When a line in the material beneath includes the word "building", add it to the count, and report the count alone.

==== DATA ====

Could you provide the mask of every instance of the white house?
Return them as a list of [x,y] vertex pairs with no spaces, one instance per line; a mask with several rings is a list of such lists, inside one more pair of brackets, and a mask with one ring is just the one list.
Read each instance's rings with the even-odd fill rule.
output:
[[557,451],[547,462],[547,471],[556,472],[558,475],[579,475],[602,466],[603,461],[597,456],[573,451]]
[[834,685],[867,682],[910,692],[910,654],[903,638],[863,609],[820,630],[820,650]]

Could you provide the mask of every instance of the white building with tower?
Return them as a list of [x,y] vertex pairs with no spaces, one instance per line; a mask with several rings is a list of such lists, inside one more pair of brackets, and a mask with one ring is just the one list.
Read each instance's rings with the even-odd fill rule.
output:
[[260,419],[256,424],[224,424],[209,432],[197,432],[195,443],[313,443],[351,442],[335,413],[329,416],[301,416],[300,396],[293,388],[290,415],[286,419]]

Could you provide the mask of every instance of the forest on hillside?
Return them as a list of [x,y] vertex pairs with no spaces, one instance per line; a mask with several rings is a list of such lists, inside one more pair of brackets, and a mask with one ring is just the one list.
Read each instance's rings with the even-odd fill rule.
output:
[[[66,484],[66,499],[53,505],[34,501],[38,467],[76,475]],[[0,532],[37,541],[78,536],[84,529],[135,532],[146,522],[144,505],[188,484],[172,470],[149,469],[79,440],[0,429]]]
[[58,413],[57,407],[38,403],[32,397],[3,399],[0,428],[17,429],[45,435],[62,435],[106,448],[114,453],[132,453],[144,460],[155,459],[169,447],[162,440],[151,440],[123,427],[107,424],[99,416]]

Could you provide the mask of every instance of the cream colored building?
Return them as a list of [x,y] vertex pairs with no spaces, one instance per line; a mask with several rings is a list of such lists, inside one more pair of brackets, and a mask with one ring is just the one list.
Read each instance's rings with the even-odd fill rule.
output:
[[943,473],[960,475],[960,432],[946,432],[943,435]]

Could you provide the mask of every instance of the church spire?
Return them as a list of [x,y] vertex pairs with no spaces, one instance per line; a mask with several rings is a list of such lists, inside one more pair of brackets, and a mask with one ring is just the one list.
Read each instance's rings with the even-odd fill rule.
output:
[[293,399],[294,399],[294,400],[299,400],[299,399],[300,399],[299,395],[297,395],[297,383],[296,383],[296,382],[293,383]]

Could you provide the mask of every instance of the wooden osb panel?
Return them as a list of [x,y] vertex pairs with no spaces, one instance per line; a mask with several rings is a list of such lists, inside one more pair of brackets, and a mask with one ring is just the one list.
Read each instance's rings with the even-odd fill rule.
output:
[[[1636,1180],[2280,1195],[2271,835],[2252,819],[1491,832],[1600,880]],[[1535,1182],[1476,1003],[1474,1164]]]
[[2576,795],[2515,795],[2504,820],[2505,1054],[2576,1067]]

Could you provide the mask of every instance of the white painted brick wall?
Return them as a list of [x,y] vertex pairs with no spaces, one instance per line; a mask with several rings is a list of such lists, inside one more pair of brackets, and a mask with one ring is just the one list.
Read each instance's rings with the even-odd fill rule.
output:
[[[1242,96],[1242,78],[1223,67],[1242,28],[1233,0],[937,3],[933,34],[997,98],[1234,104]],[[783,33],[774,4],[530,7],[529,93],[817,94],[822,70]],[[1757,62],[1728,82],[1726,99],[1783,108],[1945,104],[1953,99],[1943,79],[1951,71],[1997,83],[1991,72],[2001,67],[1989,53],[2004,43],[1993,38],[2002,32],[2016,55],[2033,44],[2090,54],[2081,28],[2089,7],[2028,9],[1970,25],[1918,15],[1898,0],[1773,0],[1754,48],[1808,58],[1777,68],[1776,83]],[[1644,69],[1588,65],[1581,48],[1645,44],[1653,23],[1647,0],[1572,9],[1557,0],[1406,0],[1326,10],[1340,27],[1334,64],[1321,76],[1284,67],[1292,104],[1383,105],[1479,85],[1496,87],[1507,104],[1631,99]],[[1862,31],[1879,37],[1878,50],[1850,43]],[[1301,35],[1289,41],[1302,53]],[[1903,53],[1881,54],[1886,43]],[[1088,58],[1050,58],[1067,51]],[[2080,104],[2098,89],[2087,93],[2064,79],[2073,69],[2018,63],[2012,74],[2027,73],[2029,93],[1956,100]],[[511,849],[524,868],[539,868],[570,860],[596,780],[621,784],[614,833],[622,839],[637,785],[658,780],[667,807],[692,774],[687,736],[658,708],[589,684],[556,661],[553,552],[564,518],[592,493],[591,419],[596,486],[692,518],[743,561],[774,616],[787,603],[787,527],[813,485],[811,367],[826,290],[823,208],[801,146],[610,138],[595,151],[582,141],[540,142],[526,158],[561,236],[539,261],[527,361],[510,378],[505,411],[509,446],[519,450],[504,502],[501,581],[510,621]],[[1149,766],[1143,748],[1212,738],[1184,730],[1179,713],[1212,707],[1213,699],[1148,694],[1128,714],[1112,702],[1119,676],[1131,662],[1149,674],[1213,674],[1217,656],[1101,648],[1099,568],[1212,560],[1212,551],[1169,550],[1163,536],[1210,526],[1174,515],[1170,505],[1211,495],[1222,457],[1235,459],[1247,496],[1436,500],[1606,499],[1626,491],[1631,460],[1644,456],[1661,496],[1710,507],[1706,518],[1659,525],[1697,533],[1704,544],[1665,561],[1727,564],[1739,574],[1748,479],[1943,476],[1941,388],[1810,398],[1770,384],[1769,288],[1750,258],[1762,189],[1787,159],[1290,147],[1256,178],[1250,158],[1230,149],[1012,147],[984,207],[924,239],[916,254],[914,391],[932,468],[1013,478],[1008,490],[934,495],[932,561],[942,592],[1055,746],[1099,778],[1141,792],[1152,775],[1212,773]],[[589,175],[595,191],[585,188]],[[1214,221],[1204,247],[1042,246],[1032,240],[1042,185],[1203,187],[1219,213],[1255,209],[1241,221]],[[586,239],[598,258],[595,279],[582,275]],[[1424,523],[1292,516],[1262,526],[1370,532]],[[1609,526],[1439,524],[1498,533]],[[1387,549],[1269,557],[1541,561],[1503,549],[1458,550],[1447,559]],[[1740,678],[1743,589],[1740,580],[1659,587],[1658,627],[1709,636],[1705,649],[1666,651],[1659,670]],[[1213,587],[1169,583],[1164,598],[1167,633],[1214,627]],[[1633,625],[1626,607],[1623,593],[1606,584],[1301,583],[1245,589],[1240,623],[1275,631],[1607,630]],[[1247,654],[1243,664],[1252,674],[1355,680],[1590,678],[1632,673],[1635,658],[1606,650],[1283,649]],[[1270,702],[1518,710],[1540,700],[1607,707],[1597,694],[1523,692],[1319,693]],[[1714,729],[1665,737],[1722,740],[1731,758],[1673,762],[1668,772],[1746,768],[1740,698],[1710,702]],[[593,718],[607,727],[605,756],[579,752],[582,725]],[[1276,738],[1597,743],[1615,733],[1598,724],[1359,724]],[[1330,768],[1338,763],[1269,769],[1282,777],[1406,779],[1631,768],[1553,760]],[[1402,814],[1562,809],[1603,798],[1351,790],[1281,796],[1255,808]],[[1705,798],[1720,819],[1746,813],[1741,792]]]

====

■ **REPLY**:
2